### Dataset records
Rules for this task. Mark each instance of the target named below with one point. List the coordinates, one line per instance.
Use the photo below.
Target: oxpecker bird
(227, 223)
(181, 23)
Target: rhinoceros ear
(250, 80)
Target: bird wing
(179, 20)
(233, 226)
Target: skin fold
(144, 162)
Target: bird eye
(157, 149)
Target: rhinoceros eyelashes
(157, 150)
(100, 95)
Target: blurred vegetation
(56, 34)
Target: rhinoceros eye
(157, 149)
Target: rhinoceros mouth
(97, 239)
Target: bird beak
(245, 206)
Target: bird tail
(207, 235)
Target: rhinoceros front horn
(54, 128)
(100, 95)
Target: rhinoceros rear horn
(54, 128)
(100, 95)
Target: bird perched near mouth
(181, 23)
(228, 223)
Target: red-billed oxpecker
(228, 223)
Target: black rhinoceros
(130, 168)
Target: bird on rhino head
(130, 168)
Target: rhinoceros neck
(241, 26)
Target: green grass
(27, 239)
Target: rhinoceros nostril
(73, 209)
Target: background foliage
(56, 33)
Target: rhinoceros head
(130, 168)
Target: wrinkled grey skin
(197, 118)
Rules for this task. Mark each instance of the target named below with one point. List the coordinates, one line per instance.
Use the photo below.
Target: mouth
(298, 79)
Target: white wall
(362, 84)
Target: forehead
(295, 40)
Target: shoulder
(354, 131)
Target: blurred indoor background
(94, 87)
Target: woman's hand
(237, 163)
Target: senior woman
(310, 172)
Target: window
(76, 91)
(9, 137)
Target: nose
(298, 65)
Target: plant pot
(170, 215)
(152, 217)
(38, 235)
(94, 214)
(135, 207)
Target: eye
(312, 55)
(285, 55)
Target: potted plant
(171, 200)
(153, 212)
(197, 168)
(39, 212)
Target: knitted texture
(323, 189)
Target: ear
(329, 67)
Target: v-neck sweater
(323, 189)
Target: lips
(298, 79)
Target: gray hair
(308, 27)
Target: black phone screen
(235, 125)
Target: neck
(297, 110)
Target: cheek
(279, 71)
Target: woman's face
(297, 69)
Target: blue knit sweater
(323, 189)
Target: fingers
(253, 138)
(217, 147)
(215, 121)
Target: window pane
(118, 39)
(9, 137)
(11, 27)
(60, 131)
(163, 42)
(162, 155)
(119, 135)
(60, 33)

### DIRECTIONS
The complete set of entries is to be restated word for word.

### YOUR SOLUTION
Rules for this task. Mark each instance of the target named below with one point. List the coordinates, one line per instance.
Use the photo below.
Target: oxpecker bird
(227, 223)
(181, 23)
Target: rhinoceros ear
(250, 80)
Target: bird wing
(179, 20)
(233, 226)
Target: skin fold
(144, 162)
Target: bird eye
(157, 149)
Target: rhinoceros eyelashes
(157, 150)
(100, 95)
Target: blurred vegetation
(56, 34)
Target: rhinoceros eye
(157, 149)
Target: rhinoceros mouth
(97, 239)
Target: bird beak
(245, 206)
Target: bird tail
(207, 235)
Target: rhinoceros front horn
(54, 128)
(100, 95)
Target: rhinoceros rear horn
(54, 128)
(100, 95)
Target: bird perched near mouth
(181, 23)
(228, 223)
Target: red-billed oxpecker
(228, 223)
Target: black rhinoceros
(130, 168)
Target: bird on rhino head
(130, 168)
Target: rhinoceros neck
(241, 26)
Target: green grass
(27, 239)
Target: rhinoceros nostril
(73, 209)
Target: background foliage
(56, 33)
Target: rhinoceros head
(130, 168)
Target: wrinkled grey skin
(197, 118)
Rules for this task. Mark each instance of the target named below with one point. List the coordinates, one line per instance.
Use the photo below.
Target: mouth
(298, 79)
Target: white wall
(362, 84)
Target: forehead
(295, 40)
Target: shoulder
(354, 131)
Target: blurred indoor background
(94, 87)
Target: woman's hand
(237, 163)
Target: senior woman
(310, 172)
Target: window
(76, 91)
(9, 137)
Target: nose
(298, 65)
Target: plant pot
(170, 215)
(152, 217)
(38, 235)
(94, 214)
(135, 207)
Target: eye
(312, 55)
(285, 55)
Target: potted plant
(171, 200)
(153, 212)
(197, 168)
(39, 212)
Target: knitted texture
(323, 189)
Target: ear
(329, 67)
Target: v-neck sweater
(323, 189)
Target: lips
(298, 79)
Target: gray hair
(308, 27)
Target: black phone screen
(235, 125)
Target: neck
(297, 110)
Target: cheek
(279, 71)
Target: woman's face
(297, 69)
Target: blue knit sweater
(323, 189)
Target: fingers
(253, 138)
(217, 147)
(215, 121)
Target: window pane
(118, 39)
(9, 137)
(11, 27)
(60, 131)
(163, 42)
(162, 155)
(119, 135)
(60, 33)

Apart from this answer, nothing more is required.